• The problem
Reproduce the records that follow, substituting "annotator" for every occurrence of "locator" and leaving all other text unchanged.

• Data provided
┌──
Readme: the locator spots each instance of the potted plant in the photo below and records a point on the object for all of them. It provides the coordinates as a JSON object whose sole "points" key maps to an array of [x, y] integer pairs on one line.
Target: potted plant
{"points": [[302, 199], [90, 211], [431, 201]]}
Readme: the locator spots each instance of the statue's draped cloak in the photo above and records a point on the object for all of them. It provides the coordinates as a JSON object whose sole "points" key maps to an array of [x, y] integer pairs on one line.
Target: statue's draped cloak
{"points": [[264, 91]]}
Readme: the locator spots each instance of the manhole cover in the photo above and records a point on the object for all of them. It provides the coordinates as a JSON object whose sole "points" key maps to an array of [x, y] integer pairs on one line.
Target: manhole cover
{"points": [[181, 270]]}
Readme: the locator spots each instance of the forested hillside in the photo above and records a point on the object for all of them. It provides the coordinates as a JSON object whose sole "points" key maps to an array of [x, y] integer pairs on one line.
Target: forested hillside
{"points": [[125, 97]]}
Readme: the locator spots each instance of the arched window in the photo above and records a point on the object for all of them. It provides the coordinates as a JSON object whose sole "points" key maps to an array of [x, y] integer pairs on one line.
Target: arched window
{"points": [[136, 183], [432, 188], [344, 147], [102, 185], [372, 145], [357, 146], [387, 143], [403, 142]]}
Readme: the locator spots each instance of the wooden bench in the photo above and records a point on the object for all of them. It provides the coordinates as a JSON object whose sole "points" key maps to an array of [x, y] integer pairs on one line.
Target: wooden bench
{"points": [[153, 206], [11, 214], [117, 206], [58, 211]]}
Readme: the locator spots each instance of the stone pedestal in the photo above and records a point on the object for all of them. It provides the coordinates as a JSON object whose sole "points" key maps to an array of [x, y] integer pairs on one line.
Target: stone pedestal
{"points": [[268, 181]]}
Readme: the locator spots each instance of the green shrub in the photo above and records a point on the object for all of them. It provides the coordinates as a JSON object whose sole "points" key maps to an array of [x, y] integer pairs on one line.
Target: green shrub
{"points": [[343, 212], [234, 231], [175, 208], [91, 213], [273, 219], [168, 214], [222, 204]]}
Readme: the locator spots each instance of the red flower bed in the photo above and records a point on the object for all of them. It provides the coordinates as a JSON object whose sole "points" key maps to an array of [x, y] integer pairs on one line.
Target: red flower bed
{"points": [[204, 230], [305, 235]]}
└──
• Reply to the task
Readme: the annotator spots each instance of the potted plant in the photo below and records a point on the object for all of them. It provides the coordinates as a JSON object whose sole "points" key maps to an array of [x, y] integer pairs on one line.
Target: potted plant
{"points": [[302, 199], [90, 211], [431, 201]]}
Readme: the annotator spots each instance of the statue's draped cloak in the photo above and records a point on the object for all of them. It provides the coordinates as a JSON object whose sole "points" key maps to an array of [x, y] integer pairs on one line.
Target: statue's draped cloak
{"points": [[264, 91]]}
Readme: the annotator spots each instance of the manhole cover in the photo above and records a point on the object for all of them. It provides the coordinates as a JSON object whose sole "points" key maps to an array of [x, y] integer pairs on one line.
Target: manhole cover
{"points": [[181, 270]]}
Readme: the annotator spots each instance of the forested hillside in the photo above and records a point on the object for all of them. It provides the coordinates as a JSON object whose sole "points" key maps to an array of [x, y] integer pairs on one line.
Target: forested hillside
{"points": [[125, 97]]}
Readme: the annotator spots each instance of the arched window in the photo above and records a point on the object for all of them. It provides the coordinates as a JSON object whose sole "points" key maps to an array of [x, y] integer pairs on one line.
Target: arched window
{"points": [[136, 183], [432, 188], [344, 147], [102, 185], [372, 145], [357, 146], [387, 143], [403, 142]]}
Readme: the annotator spots each instance of the wooden bench in the photo above and records a point on the object for all of them. It provides the coordinates as a JSON object whose sole "points" key maps to an array of [x, y] integer pairs on one line.
Target: wooden bench
{"points": [[153, 206], [11, 214], [117, 206], [58, 211]]}
Readme: the annotator spots each instance of the stone pedestal in the photo above and records a point on the object for all of them. It provides the coordinates as a JSON object whose sole "points" key maps to an array of [x, y] integer pairs on one line.
Target: stone pedestal
{"points": [[268, 181]]}
Readme: the annotator spots each instance of the green shrub in the photo above and records a point on the object for all of them. It provides the coordinates as a JSON object whose sole "points" key maps to an array of [x, y] integer pairs on one line.
Target: green shrub
{"points": [[343, 212], [234, 231], [175, 208], [91, 213], [273, 219], [168, 214], [222, 204]]}
Readme: the annotator spots each instance of the red flower bed in the photo above and records a point on the object for all of them. It provides the coordinates as a JSON object whose sole "points" key maps to an array of [x, y] integer pairs on one line.
Target: red flower bed
{"points": [[204, 230], [305, 235]]}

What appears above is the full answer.